*Exercices*:
1. Recopiez, dans le texte sur les coupures d'eau, le passage qui va de « 1 Les tribunaux » jusqu'à « 2008, p. 185. ».
2. Repérez dans le listing toutes les lignes où figure le mot « throw », puis recopiez-les.

*Texte fourni*:

%%

Au Royaume-Uni, la loi interdit les coupures d’eau pour impayés depuis 1999. En France, la loi Brottes (avril 2013) a introduit la même interdiction. Il en est de même en Ecosse, Irlande, Russie et Suisse. En France1, en Belgique2 et aux Pays-Bas3, les tribunaux se sont prononcés contre les coupures d’eau. Voici un exemple récent proche de la France.

En Belgique (Région wallonne), la coupure d’eau n’est pas interdite par la loi mais doit impérativement être demandée en justice.En 2013, un tribunal belge a interdit à une société de distribution d’eau de couper la fourniture en eau d’un consommateur en retard de paiement de factures jusqu’à l’apurement intégral des sommes dues. Le raisonnement de la Cour belge est d’autant plus intéressant qu’il se fonde sur le principe général du droit à l’eau.

La 3e Chambre civile de Charleroi, statuant en appel en 2014, se refuse à couper l’eau car l’eau « est une ressource commune et vitale à laquelle tout être humain a droit », même s’il ne paie pas ses factures. “ En l’état actuel de notre société, il n’est pas raisonnable qu’une personne soit privée totalement d’eau. Pour le tribunal, un fournisseur d’eau remplit « une mission de service public qui touche aux droits fondamentaux de tout être humain, mission manifestement incompatible avec la possibilité de priver une personne totalement d’eau ». Il “a une mission de service public qui touche aux droits fondamentaux de tout être humain, mission manifestement incompatible avec la possibilité qui lui sera donnée de procéder à une coupure totale en cas de défaut persistant du paiement des factures”.

Pour le tribunal belge, autoriser un fournisseur à interrompre totalement l’alimentation en eau d’une personne « met en péril la dignité humaine ». Si un arriéré de paiement est constaté, la solution dans l’état actuel de notre société est, selon ce tribunal, « de maintenir un débit minimal afin que le consommateur ne puisse obtenir que l’écoulement d’un filet d’eau ».

Henri Smets, Membre de l’Académie de l’Eau

1 Les tribunaux français ont condamné les coupures avant même qu’elle soient interdites. Voir Henri Smets : La prise en charge des dettes d’eau des usagers démunis en France, Johanet, Paris, 2008, p. 185.

%%

*Extrait de données*:
%%

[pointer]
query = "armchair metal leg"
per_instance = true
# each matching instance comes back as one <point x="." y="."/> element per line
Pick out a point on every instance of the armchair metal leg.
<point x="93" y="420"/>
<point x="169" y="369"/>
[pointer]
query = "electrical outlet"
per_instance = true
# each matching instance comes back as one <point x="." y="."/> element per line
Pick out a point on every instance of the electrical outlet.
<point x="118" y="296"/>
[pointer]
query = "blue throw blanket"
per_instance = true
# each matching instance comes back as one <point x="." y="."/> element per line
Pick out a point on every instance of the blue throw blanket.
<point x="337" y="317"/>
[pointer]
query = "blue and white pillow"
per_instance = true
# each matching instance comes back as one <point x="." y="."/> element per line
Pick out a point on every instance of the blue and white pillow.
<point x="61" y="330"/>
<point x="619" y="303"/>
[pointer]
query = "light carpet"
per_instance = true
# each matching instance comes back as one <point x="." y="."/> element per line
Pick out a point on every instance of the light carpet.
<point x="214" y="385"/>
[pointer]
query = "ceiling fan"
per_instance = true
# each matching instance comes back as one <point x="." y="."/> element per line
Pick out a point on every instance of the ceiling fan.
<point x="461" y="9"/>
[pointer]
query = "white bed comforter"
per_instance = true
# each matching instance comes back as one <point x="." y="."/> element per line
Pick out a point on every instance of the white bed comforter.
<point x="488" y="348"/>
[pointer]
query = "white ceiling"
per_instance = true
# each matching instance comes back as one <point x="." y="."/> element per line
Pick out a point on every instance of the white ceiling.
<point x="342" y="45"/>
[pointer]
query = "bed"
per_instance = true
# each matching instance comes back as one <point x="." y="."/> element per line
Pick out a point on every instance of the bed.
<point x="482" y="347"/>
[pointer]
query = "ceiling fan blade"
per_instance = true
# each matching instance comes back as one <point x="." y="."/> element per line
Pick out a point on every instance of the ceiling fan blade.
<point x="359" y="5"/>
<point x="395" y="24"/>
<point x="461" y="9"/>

%%

*Réponses*:
1.
1 Les tribunaux français ont condamné les coupures avant même qu’elle soient interdites. Voir Henri Smets : La prise en charge des dettes d’eau des usagers démunis en France, Johanet, Paris, 2008, p. 185.

2.
query = "blue throw blanket"
Pick out a point on every instance of the blue throw blanket.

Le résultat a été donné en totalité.